╭─ TASK DATA

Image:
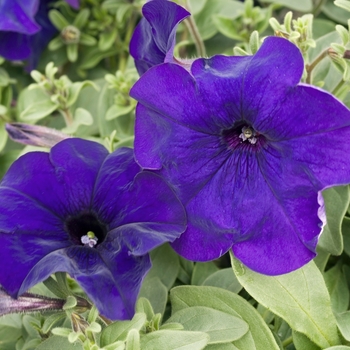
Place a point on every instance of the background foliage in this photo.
(81, 88)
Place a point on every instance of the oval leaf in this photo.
(300, 298)
(220, 326)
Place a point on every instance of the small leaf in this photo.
(220, 326)
(119, 330)
(72, 52)
(224, 278)
(117, 111)
(343, 321)
(81, 19)
(156, 292)
(133, 340)
(38, 110)
(337, 202)
(337, 288)
(174, 340)
(258, 337)
(81, 117)
(58, 20)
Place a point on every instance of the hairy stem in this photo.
(191, 25)
(310, 67)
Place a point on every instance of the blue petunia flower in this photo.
(25, 29)
(154, 37)
(81, 210)
(248, 149)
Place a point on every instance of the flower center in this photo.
(248, 134)
(242, 135)
(85, 229)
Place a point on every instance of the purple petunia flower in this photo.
(248, 150)
(81, 210)
(154, 37)
(25, 29)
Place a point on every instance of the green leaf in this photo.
(226, 26)
(220, 326)
(133, 340)
(337, 288)
(302, 342)
(335, 13)
(298, 5)
(343, 322)
(3, 135)
(226, 346)
(72, 52)
(156, 292)
(81, 19)
(143, 305)
(94, 56)
(119, 330)
(75, 88)
(337, 202)
(87, 40)
(224, 278)
(38, 110)
(57, 342)
(58, 20)
(300, 298)
(204, 19)
(202, 271)
(174, 340)
(107, 39)
(258, 337)
(117, 111)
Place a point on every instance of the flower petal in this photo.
(20, 253)
(153, 40)
(141, 208)
(63, 180)
(159, 141)
(112, 280)
(18, 16)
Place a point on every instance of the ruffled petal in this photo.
(111, 279)
(153, 40)
(63, 180)
(159, 141)
(18, 16)
(275, 68)
(20, 253)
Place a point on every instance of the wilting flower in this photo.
(154, 37)
(248, 150)
(83, 211)
(25, 29)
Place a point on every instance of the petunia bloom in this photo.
(25, 29)
(81, 210)
(154, 37)
(248, 149)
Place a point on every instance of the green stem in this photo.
(317, 9)
(193, 29)
(287, 341)
(129, 31)
(338, 87)
(310, 67)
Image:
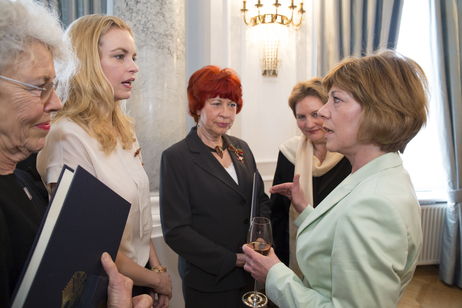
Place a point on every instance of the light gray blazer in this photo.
(359, 247)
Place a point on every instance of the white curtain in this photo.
(447, 15)
(355, 27)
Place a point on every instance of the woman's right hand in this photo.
(164, 286)
(294, 192)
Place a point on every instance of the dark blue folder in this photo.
(84, 219)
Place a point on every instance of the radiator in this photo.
(432, 230)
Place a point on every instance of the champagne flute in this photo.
(260, 239)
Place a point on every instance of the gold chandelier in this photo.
(270, 21)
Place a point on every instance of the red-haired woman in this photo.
(206, 185)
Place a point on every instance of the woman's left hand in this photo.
(257, 264)
(161, 302)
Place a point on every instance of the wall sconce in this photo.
(271, 22)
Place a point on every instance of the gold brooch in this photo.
(239, 152)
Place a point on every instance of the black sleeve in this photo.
(280, 209)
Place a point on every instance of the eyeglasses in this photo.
(45, 91)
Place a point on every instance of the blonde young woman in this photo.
(93, 131)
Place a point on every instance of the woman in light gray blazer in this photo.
(360, 246)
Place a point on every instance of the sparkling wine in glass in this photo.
(260, 239)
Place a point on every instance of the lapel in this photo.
(241, 170)
(389, 160)
(205, 160)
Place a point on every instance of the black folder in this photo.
(84, 219)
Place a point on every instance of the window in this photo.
(422, 157)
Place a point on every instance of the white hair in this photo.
(24, 22)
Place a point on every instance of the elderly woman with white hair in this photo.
(33, 52)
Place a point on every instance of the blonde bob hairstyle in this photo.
(312, 87)
(393, 93)
(90, 103)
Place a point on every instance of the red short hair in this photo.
(209, 82)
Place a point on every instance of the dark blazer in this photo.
(322, 186)
(205, 214)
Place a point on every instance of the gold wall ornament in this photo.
(73, 290)
(270, 19)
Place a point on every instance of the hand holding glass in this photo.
(260, 239)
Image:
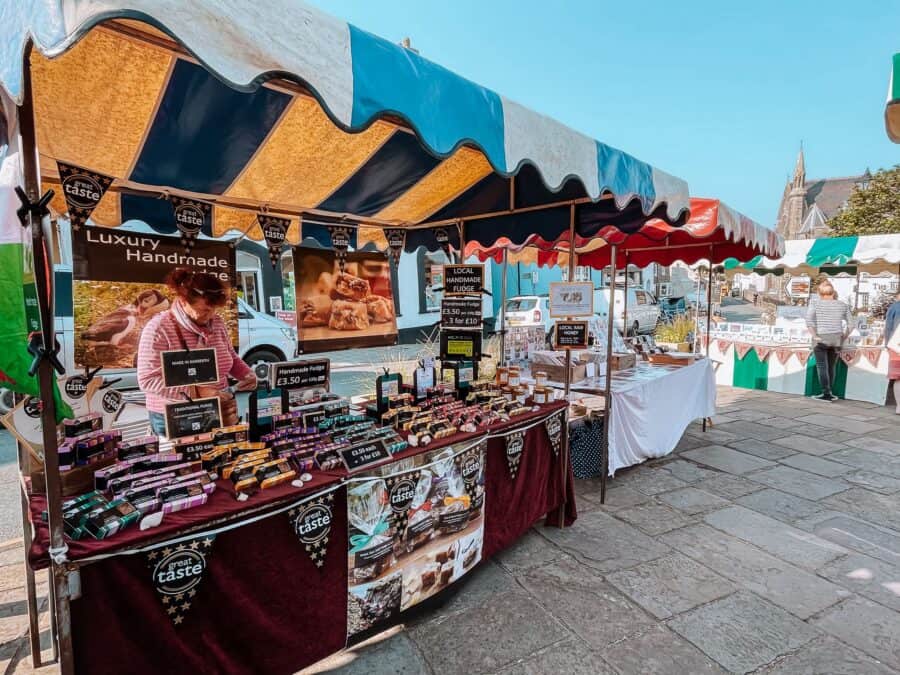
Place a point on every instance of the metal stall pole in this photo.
(43, 275)
(564, 451)
(503, 312)
(607, 398)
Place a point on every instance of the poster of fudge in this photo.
(395, 563)
(118, 285)
(341, 309)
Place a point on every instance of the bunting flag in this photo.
(340, 242)
(553, 425)
(311, 522)
(191, 218)
(396, 238)
(83, 190)
(515, 445)
(401, 491)
(783, 354)
(274, 231)
(177, 572)
(742, 348)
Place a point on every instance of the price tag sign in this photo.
(463, 279)
(182, 368)
(460, 312)
(571, 299)
(301, 374)
(458, 345)
(571, 334)
(187, 418)
(358, 457)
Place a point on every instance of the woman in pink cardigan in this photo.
(191, 323)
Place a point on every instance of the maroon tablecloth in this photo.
(263, 606)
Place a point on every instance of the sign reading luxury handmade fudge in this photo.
(339, 309)
(412, 534)
(119, 285)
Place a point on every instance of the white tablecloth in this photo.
(651, 411)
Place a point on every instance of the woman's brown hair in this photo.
(190, 286)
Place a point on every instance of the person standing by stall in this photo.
(829, 322)
(192, 322)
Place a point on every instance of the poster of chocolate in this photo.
(339, 310)
(118, 283)
(412, 534)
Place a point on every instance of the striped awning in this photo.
(892, 107)
(714, 231)
(276, 107)
(873, 254)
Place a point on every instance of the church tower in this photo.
(796, 205)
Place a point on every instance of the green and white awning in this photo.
(874, 254)
(892, 108)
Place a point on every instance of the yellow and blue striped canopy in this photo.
(274, 106)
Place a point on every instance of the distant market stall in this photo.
(278, 123)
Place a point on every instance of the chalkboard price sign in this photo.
(572, 334)
(301, 374)
(463, 279)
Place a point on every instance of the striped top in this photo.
(825, 317)
(160, 335)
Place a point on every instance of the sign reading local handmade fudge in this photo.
(186, 418)
(572, 334)
(461, 312)
(301, 374)
(185, 367)
(463, 279)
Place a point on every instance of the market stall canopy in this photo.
(874, 254)
(278, 107)
(892, 108)
(714, 231)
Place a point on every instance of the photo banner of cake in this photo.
(397, 560)
(339, 310)
(118, 285)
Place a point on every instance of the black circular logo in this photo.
(179, 572)
(76, 386)
(82, 190)
(313, 523)
(402, 494)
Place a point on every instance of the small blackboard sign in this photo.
(187, 418)
(363, 455)
(460, 345)
(301, 374)
(572, 334)
(463, 279)
(184, 367)
(460, 312)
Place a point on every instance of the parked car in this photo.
(642, 311)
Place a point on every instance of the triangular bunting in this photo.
(177, 571)
(515, 445)
(311, 522)
(83, 190)
(274, 232)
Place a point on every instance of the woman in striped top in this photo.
(826, 320)
(191, 323)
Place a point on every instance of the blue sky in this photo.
(719, 93)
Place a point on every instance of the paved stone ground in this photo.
(770, 544)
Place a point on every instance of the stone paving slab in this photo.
(800, 483)
(801, 593)
(650, 585)
(725, 459)
(867, 626)
(743, 632)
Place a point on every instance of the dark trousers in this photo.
(826, 357)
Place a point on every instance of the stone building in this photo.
(807, 205)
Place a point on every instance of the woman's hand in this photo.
(248, 383)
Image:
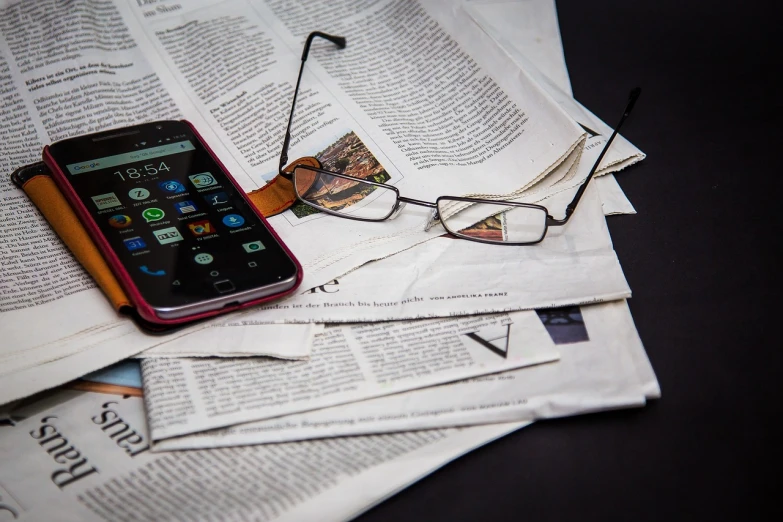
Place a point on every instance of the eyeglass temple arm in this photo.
(632, 97)
(337, 40)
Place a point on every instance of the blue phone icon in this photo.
(147, 271)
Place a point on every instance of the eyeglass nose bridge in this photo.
(397, 209)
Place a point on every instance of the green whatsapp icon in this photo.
(152, 214)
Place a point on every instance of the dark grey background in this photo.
(701, 257)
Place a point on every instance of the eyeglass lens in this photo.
(347, 197)
(505, 224)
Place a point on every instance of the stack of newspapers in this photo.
(403, 349)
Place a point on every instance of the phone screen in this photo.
(189, 241)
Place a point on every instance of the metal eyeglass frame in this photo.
(401, 200)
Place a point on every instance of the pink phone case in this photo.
(143, 308)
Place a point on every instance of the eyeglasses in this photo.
(367, 199)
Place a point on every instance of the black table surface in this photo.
(700, 258)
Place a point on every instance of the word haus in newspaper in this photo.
(72, 465)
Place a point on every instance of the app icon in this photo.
(134, 243)
(216, 198)
(168, 235)
(233, 220)
(253, 246)
(139, 194)
(203, 258)
(152, 214)
(120, 221)
(108, 200)
(172, 186)
(185, 207)
(147, 271)
(203, 180)
(201, 228)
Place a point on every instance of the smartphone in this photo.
(175, 228)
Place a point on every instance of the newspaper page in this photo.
(279, 341)
(348, 363)
(602, 366)
(241, 339)
(86, 459)
(530, 28)
(573, 265)
(363, 105)
(99, 76)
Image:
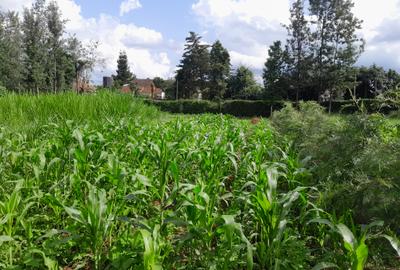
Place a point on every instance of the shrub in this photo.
(354, 158)
(239, 108)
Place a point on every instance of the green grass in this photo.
(28, 112)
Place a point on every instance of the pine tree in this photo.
(11, 68)
(219, 71)
(124, 75)
(242, 84)
(275, 72)
(56, 60)
(34, 43)
(298, 47)
(335, 45)
(193, 71)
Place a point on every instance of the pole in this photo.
(177, 89)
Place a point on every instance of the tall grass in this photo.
(27, 112)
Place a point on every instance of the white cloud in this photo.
(245, 27)
(248, 27)
(145, 47)
(253, 62)
(128, 5)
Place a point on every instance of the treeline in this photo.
(35, 54)
(315, 62)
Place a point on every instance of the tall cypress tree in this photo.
(298, 47)
(275, 72)
(335, 45)
(219, 70)
(56, 60)
(11, 67)
(193, 71)
(124, 75)
(34, 43)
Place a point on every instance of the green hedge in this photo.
(348, 106)
(250, 108)
(239, 108)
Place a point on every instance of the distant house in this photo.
(146, 88)
(83, 86)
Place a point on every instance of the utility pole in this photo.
(177, 89)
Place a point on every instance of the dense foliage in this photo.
(37, 55)
(131, 190)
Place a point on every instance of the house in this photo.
(83, 86)
(146, 88)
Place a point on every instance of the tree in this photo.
(56, 61)
(219, 71)
(11, 68)
(242, 85)
(393, 79)
(193, 71)
(336, 46)
(34, 44)
(275, 72)
(124, 75)
(298, 49)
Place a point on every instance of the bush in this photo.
(3, 91)
(354, 158)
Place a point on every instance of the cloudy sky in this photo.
(152, 32)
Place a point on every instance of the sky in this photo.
(152, 32)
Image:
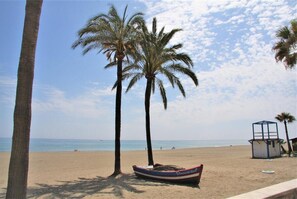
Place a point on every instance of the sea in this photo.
(59, 145)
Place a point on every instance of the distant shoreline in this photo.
(228, 171)
(63, 145)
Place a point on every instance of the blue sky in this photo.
(229, 41)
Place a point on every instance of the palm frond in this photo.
(111, 64)
(133, 80)
(162, 92)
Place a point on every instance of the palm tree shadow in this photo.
(92, 187)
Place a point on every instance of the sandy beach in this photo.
(228, 171)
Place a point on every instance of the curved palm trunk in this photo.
(147, 121)
(117, 163)
(288, 140)
(19, 160)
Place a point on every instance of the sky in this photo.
(229, 41)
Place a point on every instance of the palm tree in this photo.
(286, 118)
(116, 37)
(286, 48)
(154, 59)
(19, 159)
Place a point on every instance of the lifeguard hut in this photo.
(266, 142)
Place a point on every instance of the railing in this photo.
(265, 135)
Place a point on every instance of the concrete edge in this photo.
(280, 190)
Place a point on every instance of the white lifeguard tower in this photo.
(265, 142)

╰─

WHAT IS BEING ASKED:
Repeat, without changes, every line from the one that contains "Place a point on every instance of the railing" through the final line of the data.

RESULT:
Place a point on every instance of the railing in this photo.
(265, 135)
Place a point on every instance of the concrete edge in this photo.
(280, 190)
Place a point on every instance of the white lifeguard tower in this photo.
(265, 142)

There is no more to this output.